◆ EXTRAIT DU DOCUMENT:
____________________

Dans les oasis du Sahara, on rencontre un peuple noir dont les caractères tranchent positivement avec celui des Arabes et dont l’idiome est un dialecte négro-berbère. « Le Dr Weisgerber, dit M. Paul Bourde, a exécuté de nombreuses mesures anthropologiques qui aideront sans doute a déterminer à quel rameau de l’espèce humaine il faut rattacher la curieuse population des oasis. On sait qu’elle est noire et M. Weisgerber incline à penser qu’elle provient d’un métissage entre nègres et Berbères. Elle parle un dialecte berbère qui paraît se rapprocher beaucoup du zénaga du Soudan. Elle aime le travail autant que la race arabe l’abhorre et est acclimatée dans les bas-fonds humides de l’Oued-Khir qui devient meurtrier pour celle- ci à certaines époques de l’année[42]. »

Les langues syro-berbères ou sémitiques et égypto- berbères ou chamitiques ont d’ailleurs une telle analogie entre elles, que le savant Benfey[43] y formula une théorie d’après laquelle il les fait provenir d’une source commune, qui fut divisée plus tard en deux branches distinctes. Comme elles possédaient alors toute leur fécondité organique, elles ont continué à se développer, après la séparation, en divergeant de plus en plus. Bleck, allant plus loin, fait dériver d’une source commune toutes les langues africaines et sémitiques[44].

V.

INCONSISTANCE DES LANGUES COMME BASE DE CLASSIFICATION.


En réunissant tout ce qui a été dit plus haut, on voit bien que la théorie qui se reposerait sur la morphologie linguistique comme base de classification des races ne serait guère plus heureuse que les précédentes. Aussi les plus savants linguistes, ayant appliqué à leur science tous les procédés d’investigation qui assurent la conquête des grandes vérités, ont-ils hautement déclaré linaptitude et même limpuissance de la glottologie dans les recherches taxiologiques, entreprises dans le but de parvenir à une délimitation précise des divers groupes ethniques qui forment l’humanité.

Bien plus ! Le lien essentiel que l’on avait imaginé pour réunir tous les peuples de race blanche en un faisceau compacte, en une famille commune, la langue aryaque, perd aujourd’hui tout son prestige des premiers temps, prestige devant lequel on s’inclinait si respectueusement. « Bien peu de linguistes, dit M. de Rosny osent encore présenter les langues de notre Europe, comme des filles d’une langue qui aurait été le sanscrit ou bien cet idiome hypothétique et quelque peu fantaisiste qu’on appelle aryague. Je qualifie cet idiome d’hypothétique, parce qu’il ne repose en somme sur la connaissance d’aucun texte, d’aucune inscription, d’aucun mot réellement historique, mais seulement sur la supposition que quelques racines anciennes des langues aryennes ont appartenu peut-être à une langue perdue de laquelle seraient dérivées toutes celles qui constituent le groupe qui nous occupe. Je pourrais ajouter que le nom même de cette langue est inconnu dans l’histoire et ne doit son origine qu’à une invention tout à fait moderne et d’une moralité scientifique encore fort douteuse.

____________________

◆ EXTRAITS DE DONNÉES:
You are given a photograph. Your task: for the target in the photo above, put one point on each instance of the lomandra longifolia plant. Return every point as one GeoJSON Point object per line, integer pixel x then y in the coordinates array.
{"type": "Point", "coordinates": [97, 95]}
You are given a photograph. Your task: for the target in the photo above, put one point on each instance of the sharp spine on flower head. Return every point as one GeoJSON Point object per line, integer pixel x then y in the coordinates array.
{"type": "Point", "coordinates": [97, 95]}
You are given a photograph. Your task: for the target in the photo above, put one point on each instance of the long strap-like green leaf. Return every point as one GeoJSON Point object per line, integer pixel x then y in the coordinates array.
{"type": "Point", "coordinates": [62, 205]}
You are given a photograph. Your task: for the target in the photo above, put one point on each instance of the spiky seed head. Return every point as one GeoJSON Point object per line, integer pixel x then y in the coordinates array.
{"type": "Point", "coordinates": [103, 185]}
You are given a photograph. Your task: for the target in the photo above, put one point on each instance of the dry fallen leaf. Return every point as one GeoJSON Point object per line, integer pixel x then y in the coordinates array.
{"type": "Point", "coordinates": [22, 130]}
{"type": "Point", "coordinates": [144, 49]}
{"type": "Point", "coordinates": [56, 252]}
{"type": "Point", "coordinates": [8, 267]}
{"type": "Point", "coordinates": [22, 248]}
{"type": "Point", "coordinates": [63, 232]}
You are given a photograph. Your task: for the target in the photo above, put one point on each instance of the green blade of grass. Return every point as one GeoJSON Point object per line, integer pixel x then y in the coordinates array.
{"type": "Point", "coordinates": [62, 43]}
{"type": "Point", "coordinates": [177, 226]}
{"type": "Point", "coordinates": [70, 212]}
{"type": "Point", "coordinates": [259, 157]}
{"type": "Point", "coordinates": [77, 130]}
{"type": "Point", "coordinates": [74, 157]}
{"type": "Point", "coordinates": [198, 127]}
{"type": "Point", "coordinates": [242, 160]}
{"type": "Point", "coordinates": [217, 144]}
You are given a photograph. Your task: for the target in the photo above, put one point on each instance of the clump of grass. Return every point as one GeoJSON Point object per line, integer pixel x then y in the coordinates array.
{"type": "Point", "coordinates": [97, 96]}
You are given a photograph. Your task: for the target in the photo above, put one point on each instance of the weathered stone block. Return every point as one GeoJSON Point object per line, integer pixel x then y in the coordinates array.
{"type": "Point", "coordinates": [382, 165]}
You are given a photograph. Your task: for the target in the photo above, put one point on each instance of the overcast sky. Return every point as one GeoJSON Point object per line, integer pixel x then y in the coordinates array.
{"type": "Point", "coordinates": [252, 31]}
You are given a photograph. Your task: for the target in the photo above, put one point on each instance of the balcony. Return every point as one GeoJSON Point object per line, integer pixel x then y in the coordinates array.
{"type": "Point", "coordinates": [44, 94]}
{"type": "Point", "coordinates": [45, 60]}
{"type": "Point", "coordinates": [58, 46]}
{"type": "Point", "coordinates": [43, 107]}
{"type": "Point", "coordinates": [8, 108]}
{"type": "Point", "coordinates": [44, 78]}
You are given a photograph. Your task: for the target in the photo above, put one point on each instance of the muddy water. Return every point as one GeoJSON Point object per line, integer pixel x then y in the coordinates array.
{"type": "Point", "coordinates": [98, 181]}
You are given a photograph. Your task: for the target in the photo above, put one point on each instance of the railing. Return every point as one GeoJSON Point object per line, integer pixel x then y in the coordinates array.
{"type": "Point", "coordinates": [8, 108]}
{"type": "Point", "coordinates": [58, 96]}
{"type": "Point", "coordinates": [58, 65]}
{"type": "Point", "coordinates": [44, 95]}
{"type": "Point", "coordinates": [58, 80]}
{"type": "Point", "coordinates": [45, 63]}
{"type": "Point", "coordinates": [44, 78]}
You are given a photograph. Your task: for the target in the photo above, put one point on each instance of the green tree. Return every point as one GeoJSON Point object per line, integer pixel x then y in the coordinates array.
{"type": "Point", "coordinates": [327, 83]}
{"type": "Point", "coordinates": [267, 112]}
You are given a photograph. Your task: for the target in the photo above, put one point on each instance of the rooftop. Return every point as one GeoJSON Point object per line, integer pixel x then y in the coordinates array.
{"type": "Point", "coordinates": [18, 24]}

____________________

◆ TRAVAIL À FAIRE:
1 - Traduisez en anglais cette phrase de l'extrait du document : « Elle parle un dialecte berbère qui paraît se rapprocher beaucoup du zénaga du Soudan. »
2 - Recopiez sans rien changer le passage de l'extrait du document qui commence à « Les langues syro-berbères » et se termine à « BASE DE CLASSIFICATION. ».

◆ LISTE DES SOLUTIONS:
1 - It speaks a Berber dialect that seems to be very close to the Zenaga of Sudan.

2 -
Les langues syro-berbères ou sémitiques et égypto- berbères ou chamitiques ont d’ailleurs une telle analogie entre elles, que le savant Benfey[43] y formula une théorie d’après laquelle il les fait provenir d’une source commune, qui fut divisée plus tard en deux branches distinctes. Comme elles possédaient alors toute leur fécondité organique, elles ont continué à se développer, après la séparation, en divergeant de plus en plus. Bleck, allant plus loin, fait dériver d’une source commune toutes les langues africaines et sémitiques[44].

V.

INCONSISTANCE DES LANGUES COMME BASE DE CLASSIFICATION.